Exactly as written, output each of the entries below.

(Supplied data)
***
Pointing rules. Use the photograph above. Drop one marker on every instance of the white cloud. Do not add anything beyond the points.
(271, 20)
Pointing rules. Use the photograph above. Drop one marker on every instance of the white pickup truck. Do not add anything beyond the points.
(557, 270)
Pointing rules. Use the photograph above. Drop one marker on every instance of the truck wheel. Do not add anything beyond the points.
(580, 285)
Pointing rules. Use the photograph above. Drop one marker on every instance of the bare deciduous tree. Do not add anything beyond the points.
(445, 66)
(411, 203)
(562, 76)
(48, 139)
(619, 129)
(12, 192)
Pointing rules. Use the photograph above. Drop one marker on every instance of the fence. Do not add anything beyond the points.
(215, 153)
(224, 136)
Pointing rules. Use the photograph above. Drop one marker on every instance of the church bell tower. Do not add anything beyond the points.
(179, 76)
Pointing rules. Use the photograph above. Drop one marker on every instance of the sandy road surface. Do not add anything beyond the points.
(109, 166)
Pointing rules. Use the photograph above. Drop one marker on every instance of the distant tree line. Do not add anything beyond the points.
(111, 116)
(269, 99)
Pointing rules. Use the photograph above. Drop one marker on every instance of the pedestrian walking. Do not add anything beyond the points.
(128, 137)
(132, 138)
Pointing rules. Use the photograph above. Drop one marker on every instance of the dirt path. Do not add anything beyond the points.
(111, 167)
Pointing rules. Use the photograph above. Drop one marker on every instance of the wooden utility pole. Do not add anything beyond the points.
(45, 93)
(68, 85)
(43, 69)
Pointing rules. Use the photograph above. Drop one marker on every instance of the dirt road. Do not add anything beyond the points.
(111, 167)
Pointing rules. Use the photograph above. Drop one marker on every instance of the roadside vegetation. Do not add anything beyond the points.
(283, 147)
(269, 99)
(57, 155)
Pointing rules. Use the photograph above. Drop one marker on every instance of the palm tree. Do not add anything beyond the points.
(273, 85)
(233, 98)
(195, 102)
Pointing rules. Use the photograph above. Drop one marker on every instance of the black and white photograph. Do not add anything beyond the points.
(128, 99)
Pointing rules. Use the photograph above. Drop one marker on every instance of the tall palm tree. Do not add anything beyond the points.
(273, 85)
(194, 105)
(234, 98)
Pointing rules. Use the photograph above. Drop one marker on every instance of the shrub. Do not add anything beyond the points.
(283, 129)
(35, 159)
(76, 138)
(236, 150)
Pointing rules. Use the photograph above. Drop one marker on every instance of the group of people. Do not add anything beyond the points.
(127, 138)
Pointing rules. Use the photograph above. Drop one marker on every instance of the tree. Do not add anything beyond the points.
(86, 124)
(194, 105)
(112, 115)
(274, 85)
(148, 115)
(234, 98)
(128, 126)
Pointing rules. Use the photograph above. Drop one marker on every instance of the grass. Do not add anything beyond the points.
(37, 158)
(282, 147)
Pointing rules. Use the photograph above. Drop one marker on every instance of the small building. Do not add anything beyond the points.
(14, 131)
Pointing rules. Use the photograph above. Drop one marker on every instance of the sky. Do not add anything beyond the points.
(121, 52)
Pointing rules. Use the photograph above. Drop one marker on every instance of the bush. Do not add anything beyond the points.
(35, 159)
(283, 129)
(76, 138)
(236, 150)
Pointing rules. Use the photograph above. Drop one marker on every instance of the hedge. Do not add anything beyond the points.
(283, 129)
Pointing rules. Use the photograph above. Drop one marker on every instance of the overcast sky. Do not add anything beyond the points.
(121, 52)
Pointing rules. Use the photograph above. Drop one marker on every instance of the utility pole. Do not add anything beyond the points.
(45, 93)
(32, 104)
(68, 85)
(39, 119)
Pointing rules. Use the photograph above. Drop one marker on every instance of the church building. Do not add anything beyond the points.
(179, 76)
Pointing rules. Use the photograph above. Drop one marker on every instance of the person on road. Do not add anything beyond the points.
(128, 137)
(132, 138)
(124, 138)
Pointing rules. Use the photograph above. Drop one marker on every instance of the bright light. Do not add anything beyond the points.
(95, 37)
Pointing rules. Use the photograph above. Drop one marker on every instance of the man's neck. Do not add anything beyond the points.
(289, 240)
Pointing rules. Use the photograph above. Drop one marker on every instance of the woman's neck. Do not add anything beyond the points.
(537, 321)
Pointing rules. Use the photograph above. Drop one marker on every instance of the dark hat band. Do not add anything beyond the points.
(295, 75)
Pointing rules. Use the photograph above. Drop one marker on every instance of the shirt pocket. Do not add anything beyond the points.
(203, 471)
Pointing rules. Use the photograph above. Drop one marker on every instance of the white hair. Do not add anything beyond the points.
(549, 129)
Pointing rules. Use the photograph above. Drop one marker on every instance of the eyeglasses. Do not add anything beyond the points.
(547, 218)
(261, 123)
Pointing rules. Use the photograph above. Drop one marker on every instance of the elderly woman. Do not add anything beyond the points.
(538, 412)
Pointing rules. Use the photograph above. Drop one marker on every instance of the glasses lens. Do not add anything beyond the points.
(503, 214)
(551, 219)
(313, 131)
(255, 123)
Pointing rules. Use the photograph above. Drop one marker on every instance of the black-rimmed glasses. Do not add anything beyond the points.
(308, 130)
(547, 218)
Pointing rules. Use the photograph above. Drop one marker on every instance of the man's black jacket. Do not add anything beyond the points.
***
(Result for this exercise)
Pointing rules. Use the photograph above. Drop one marker on every instance of the white cloud. Do not add anything beyond the points.
(271, 20)
Pointing rules. Use the photograph above. Drop one marker on every instance of the white pickup truck. Do not add anything beyond the points.
(557, 270)
Pointing rules. Use the photograph above. Drop one marker on every instance of the truck wheel. Do not add anything beyond the points.
(580, 285)
Pointing rules. Use the photograph above. Drop one marker on every instance of the bare deciduous tree. Do not add anything beyond the points.
(445, 66)
(411, 203)
(562, 76)
(48, 139)
(619, 129)
(12, 192)
Pointing rules. Use the photograph above. Drop one marker on every instance of the fence. Do not add anything beyond the points.
(215, 153)
(224, 136)
Pointing rules. Use the photograph above. Drop one marker on every instance of the church bell tower. Do not add anything beyond the points.
(179, 76)
Pointing rules. Use the photograph above. Drop one marker on every instance of the sandy road surface. Do not add anything beyond the points.
(109, 166)
Pointing rules. Use the photograph above. Drop one marker on every instance of the distant tree line. Do not add anything beyond the points.
(111, 116)
(269, 99)
Pointing rules. Use the photograph above. Drop one marker on every instance of the pedestrian walking. Do not add anything beyond the points.
(128, 137)
(132, 138)
Pointing rules. Use the photograph above. Drop one marker on every instance of the dirt path. Do not add anything beyond the points.
(111, 167)
Pointing rules. Use the photograph above. Drop one marker on every instance of the wooden utility pole. Do not add anything beyond the points.
(45, 93)
(68, 85)
(43, 69)
Pointing rules. Use the photograph above. Drop one marker on every instance of the dirt road. Do not add anything beyond the points.
(111, 167)
Pointing rules. Use the photograph above. Drop one marker on every instance of the roadside vegetation. Do not add anything beyond the points.
(283, 147)
(269, 99)
(57, 155)
Pointing rules. Use the photograph above. Drop one marker on every instance of the palm tree. Do not add anything beyond the points.
(273, 85)
(233, 98)
(195, 102)
Pointing rules. Use the photograph above. Drop one marker on every instance of the black and white photograph. Do not add anything beyond the points.
(128, 99)
Pointing rules. Use the photograph above. Drop one marker on every instance of the tall palm tree. Do not add anything beyond the points.
(273, 85)
(194, 105)
(234, 98)
Pointing rules. Use the photograph above. Drop one marker on every instance of the shrub. Do not add anything beyond the points.
(283, 129)
(35, 159)
(76, 138)
(236, 150)
Pointing rules. Use the photograph above. Drop one marker on every instance of the group of people. Do not add anything beyond the points.
(127, 138)
Pointing rules. Use the photograph above. Drop one marker on every instance of the tree. Do not add anything beyond the points.
(86, 124)
(194, 105)
(112, 115)
(274, 85)
(148, 115)
(234, 98)
(128, 126)
Pointing rules. Use the photograph above. Drop one marker on every instance of the grass. Do not add anything beyond the points.
(37, 158)
(282, 147)
Pointing rules. Use the photograph above. Drop one marker on every instance of the small building. Do not add anything beyond the points.
(14, 131)
Pointing rules. Use the photograph above. Drop one marker on every instance of the sky. Do not add anything beyond the points.
(121, 52)
Pointing rules. Use the photograph above. Drop one marker on every instance of the bush. Do not add anything beyond the points.
(35, 159)
(283, 129)
(76, 138)
(236, 150)
Pointing rules. Use the photograph above. Drop one marker on every instance of the hedge. Do not add anything beyond the points.
(283, 129)
Pointing rules. Use the photograph above. Drop one marker on every instance of the overcast sky. Do not add anything beyond the points.
(121, 52)
Pointing rules. Use the photograph above. Drop one marker on every instance of the utility pole. Do not add anything beyond the points.
(45, 93)
(32, 104)
(68, 85)
(39, 119)
Pointing rules. Use the photograph above. Drop one marker on every instance of the church building. Do not add anything beyond the points.
(179, 76)
Pointing rules. Use the photograph above. Drop one marker on every instance of the person on road. Do not add anything beyond the points.
(128, 137)
(132, 138)
(124, 138)
Pointing rules. Use the photograph above. Drop one marker on every instance of the bright light. Do not add anything beyond the points.
(95, 37)
Pointing rules. Use the photograph above. Drop one marker on every instance of the man's neck. Do not add anything beyond the points.
(289, 240)
Pointing rules. Use the photograph above. Drop one marker on every instance of the woman's neck. Do not add anything beyond the points.
(537, 321)
Pointing rules. Use the photograph above. Drop one marker on every instance of the dark hat band. Do not add anything beyond the points.
(295, 75)
Pointing rules. Use the photograph above. Drop one marker on every instance of the shirt pocket. Do not add anything beyond the points.
(203, 471)
Pointing rules. Use the photograph above. Drop one marker on every instance of the white hair. Do not add anything beyond the points.
(549, 129)
Pointing rules. Use the photograph above. Drop one marker on every instance of the eyeglasses. Do not add anything beyond the points.
(547, 218)
(261, 123)
Pointing rules. Use the photograph above. Drop one marker on every instance of the elderly woman. Do not add anything beyond the points.
(538, 412)
Pointing rules. Use the photograph above. Drop one marker on every instance of the glasses lens. Do not add anything beyond the points.
(503, 214)
(551, 219)
(313, 131)
(255, 123)
Pointing rules. Use the photograph above. Drop one marker on every instance of the black-rimmed glasses. Do not add anything beyond the points.
(308, 130)
(547, 218)
Pointing rules. Use the photograph above. Drop one marker on every instance of the man's black jacket. Do not add anything beyond the points.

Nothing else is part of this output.